• [Source document]
-=-=-

Fedora and Cross Compiling

Hans de Goede j.w.r.degoede at hhs.nl
Wed Jun 13 07:38:03 UTC 2007


Andy Green wrote:
> Hans de Goede wrote:
>> Andy Green wrote:
>>> Ralf Corsepius wrote:
>>>> On Wed, 2007-06-13 at 00:25 -0600, Brendan Conoboy wrote:
>>>>> David Woodhouse wrote:
>>>>>> Do we _actually_ need to build parts of glibc? Could we not get away
>>>>>> with a fake DSO which just provides the few symbols libgcc uses?
>>>>> [snip]
>>>>>
>>>>> Will follow up on this part tomorrow.  I disfavor faking it, as it
>>>>> were.
>>>>>
>>>>>> Binutils at least should be relatively easy. Here's a patch against
>>>>>> binutils/F-7 which lets me:
>>>>>>   make DIST_DEFINES='--define "binutils_target i686-linux-gnu"' ppc
>>>>>>
>>>>>> Even for this we have build system questions... how best to build
>>>>>> it for
>>>>>> each target architecture we want?
>>>>> Generally, I think Hans and the rest at
>>>>> http://fedoraproject.org/wiki/SIGs/Embedded have the right idea
>>>>> here. Prefixing the target name to the package is a good plan for
>>>>> most crosses.  More fully, I see 3 options:
>>>>>
>>>>> 1.  One srpm to rule them all.  This seems like a bad idea as it
>>>>> doesn't scale.
>>>> Right, it doesn't. You'd end up with a monsterous spec cluttered with
>>>> cases and many (unused) patches, because different vendors apply
>>>> different patch sets.
>>> Yet if you can put the clutter issue aside, this is definitely the Holy
>>> Grail.  The spec file is the single point at which the uncontrolled
>>> variance of the raw tarballs are smoothed into a normalized Fedora
>>> package.
>>>
>>> Having multiple specs is going to lead to duplication of information and
>>> loss of coherence when changes are made.

-=-=-

• [Listed entries]
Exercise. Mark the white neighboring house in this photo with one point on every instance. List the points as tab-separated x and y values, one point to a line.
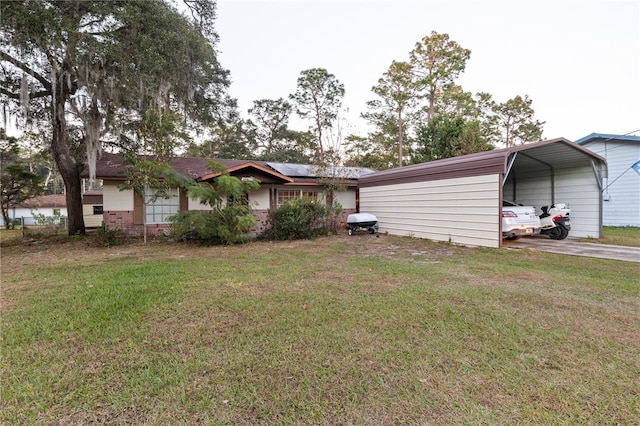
621	189
46	205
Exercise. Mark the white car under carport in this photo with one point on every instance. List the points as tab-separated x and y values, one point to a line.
459	199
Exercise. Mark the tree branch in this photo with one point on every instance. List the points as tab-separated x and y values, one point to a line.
24	67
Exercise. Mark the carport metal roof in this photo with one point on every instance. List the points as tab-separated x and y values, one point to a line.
553	154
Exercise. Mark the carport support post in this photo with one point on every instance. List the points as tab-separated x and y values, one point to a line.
509	166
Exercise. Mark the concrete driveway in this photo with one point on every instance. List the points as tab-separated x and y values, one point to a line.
573	247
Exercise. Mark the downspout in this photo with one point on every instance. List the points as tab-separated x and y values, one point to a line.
598	177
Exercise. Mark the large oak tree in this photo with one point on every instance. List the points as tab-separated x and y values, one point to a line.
82	67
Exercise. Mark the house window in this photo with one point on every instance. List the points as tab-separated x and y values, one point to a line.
285	195
158	210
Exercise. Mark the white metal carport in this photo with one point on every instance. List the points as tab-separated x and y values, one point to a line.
460	199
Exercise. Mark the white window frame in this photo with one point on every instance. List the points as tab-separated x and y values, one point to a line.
158	211
296	193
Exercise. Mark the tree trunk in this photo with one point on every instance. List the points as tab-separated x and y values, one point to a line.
5	217
69	170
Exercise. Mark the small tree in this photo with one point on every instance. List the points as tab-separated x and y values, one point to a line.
298	218
150	176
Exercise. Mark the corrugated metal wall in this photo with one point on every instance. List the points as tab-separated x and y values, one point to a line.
461	210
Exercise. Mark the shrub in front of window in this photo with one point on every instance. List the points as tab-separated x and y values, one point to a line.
228	225
297	218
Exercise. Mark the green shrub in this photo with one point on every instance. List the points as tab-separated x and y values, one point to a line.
298	218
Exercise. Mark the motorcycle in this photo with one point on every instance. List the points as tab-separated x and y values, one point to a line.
555	221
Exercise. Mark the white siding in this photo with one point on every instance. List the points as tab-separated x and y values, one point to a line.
91	220
621	205
197	205
115	200
461	210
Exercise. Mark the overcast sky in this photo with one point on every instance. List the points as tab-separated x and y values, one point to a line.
578	60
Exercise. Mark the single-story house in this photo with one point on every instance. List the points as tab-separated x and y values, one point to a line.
279	182
621	192
44	205
460	199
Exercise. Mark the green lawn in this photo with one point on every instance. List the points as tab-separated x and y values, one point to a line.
618	235
340	330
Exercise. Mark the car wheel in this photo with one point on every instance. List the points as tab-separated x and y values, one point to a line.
564	233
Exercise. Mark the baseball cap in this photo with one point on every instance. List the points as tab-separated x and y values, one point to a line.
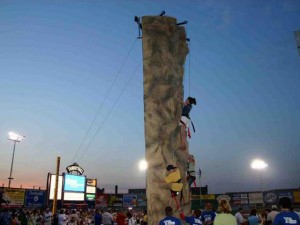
170	167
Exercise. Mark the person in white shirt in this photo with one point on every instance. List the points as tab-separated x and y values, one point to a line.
271	215
62	218
47	217
239	217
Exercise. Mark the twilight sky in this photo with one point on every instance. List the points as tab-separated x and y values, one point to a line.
65	64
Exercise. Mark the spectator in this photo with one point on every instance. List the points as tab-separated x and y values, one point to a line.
169	219
239	217
225	217
192	219
286	216
253	219
74	218
98	217
120	219
271	215
145	218
130	219
107	218
62	218
208	216
47	218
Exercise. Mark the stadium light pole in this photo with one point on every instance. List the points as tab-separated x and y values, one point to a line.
15	137
143	166
259	165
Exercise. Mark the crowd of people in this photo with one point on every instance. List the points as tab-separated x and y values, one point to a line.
71	217
222	216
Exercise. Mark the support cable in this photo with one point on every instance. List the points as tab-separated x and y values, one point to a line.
101	106
110	111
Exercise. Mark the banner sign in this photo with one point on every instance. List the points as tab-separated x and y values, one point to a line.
13	197
239	199
223	197
101	200
285	194
270	198
129	200
35	198
204	197
296	196
255	198
115	200
142	200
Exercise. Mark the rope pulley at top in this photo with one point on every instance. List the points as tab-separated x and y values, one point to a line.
138	21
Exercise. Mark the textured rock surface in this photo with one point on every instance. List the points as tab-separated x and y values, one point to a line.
164	54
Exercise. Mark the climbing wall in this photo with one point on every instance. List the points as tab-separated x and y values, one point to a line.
164	54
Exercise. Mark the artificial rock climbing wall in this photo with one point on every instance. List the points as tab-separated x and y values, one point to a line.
164	54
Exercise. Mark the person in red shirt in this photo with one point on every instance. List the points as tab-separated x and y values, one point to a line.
120	219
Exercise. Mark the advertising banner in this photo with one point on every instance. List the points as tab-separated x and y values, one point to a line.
223	197
288	194
296	196
270	197
255	198
91	182
204	197
35	198
142	200
239	198
13	197
74	183
102	200
115	200
129	200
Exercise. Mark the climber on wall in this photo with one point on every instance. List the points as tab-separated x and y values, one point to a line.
185	119
191	174
174	178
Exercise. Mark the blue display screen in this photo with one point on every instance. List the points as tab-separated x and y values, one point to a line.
74	183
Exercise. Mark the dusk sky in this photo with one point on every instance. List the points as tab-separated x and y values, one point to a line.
65	64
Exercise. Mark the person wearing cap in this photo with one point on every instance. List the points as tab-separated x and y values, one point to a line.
253	219
239	217
271	215
287	215
225	217
208	216
174	178
192	218
185	119
169	219
191	175
47	217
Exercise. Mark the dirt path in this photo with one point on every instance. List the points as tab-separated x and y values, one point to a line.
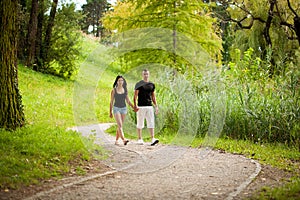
161	172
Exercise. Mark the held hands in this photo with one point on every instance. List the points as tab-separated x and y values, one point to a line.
135	108
156	110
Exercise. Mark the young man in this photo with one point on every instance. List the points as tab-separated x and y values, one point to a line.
145	96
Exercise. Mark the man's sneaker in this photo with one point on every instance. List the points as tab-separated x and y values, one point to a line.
154	141
140	141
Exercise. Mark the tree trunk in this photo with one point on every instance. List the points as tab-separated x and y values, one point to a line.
32	30
49	33
39	34
11	109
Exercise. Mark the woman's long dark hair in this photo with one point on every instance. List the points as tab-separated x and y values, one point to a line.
124	83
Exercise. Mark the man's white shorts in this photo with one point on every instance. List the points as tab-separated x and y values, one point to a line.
145	112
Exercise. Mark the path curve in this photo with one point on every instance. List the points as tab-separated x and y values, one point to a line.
158	172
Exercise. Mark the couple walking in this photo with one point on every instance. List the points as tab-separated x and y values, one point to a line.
143	99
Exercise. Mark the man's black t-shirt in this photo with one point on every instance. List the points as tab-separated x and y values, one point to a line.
145	91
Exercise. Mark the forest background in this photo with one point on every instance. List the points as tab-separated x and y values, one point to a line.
252	45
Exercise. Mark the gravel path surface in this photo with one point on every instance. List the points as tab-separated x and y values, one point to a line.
157	172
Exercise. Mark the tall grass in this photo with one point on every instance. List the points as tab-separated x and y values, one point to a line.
260	108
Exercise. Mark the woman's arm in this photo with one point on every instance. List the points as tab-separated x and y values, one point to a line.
112	97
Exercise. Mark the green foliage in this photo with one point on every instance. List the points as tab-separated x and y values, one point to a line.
189	18
35	152
66	49
260	108
44	148
289	191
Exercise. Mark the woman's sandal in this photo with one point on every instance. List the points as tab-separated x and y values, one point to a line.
125	142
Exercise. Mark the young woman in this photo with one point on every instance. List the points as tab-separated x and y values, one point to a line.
119	97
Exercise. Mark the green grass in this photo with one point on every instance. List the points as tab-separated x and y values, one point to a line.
44	148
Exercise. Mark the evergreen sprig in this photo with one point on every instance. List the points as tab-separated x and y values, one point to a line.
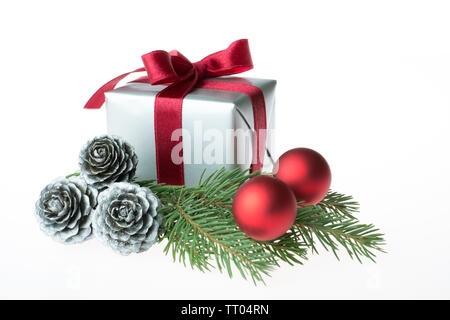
200	228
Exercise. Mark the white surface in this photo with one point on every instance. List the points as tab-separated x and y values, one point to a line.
210	122
367	84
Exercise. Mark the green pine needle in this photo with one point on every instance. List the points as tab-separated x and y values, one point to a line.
200	229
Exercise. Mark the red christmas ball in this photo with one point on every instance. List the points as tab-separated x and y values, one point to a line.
306	172
264	208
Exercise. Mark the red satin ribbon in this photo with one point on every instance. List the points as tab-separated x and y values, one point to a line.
182	76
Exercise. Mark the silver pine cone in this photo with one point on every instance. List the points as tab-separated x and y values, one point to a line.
126	218
64	210
107	159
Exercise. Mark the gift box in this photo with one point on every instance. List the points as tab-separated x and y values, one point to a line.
217	126
189	119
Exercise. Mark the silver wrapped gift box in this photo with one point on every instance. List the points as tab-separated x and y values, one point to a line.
217	126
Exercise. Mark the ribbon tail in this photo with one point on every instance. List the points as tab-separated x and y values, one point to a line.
98	98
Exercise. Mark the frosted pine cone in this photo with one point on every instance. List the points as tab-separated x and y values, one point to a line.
107	159
64	210
126	218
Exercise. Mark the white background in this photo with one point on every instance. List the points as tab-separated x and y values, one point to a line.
367	84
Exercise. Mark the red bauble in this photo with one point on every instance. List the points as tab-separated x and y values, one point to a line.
264	208
306	172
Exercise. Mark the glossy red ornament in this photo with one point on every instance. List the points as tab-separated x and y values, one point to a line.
264	208
306	172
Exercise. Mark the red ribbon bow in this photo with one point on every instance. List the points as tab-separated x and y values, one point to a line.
182	76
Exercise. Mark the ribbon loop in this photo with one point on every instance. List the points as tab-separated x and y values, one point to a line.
182	76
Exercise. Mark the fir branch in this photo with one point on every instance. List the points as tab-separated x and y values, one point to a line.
200	229
334	227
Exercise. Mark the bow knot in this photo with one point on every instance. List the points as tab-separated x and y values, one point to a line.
172	67
201	70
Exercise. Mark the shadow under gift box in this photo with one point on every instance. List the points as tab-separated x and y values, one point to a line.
217	126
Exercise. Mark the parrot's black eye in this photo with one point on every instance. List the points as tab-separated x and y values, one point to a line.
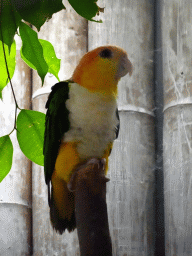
106	53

-=-=-

• [Work to complete] Rewrite the stretch of the mailing-list post on Fedora and cross compiling from "Hans de Goede j.w.r.degoede" through "symbols libgcc uses?", replacing "glibc" with "uClibc".

• [Expected answer]
Hans de Goede j.w.r.degoede at hhs.nl
Wed Jun 13 07:38:03 UTC 2007


Andy Green wrote:
> Hans de Goede wrote:
>> Andy Green wrote:
>>> Ralf Corsepius wrote:
>>>> On Wed, 2007-06-13 at 00:25 -0600, Brendan Conoboy wrote:
>>>>> David Woodhouse wrote:
>>>>>> Do we _actually_ need to build parts of uClibc? Could we not get away
>>>>>> with a fake DSO which just provides the few symbols libgcc uses?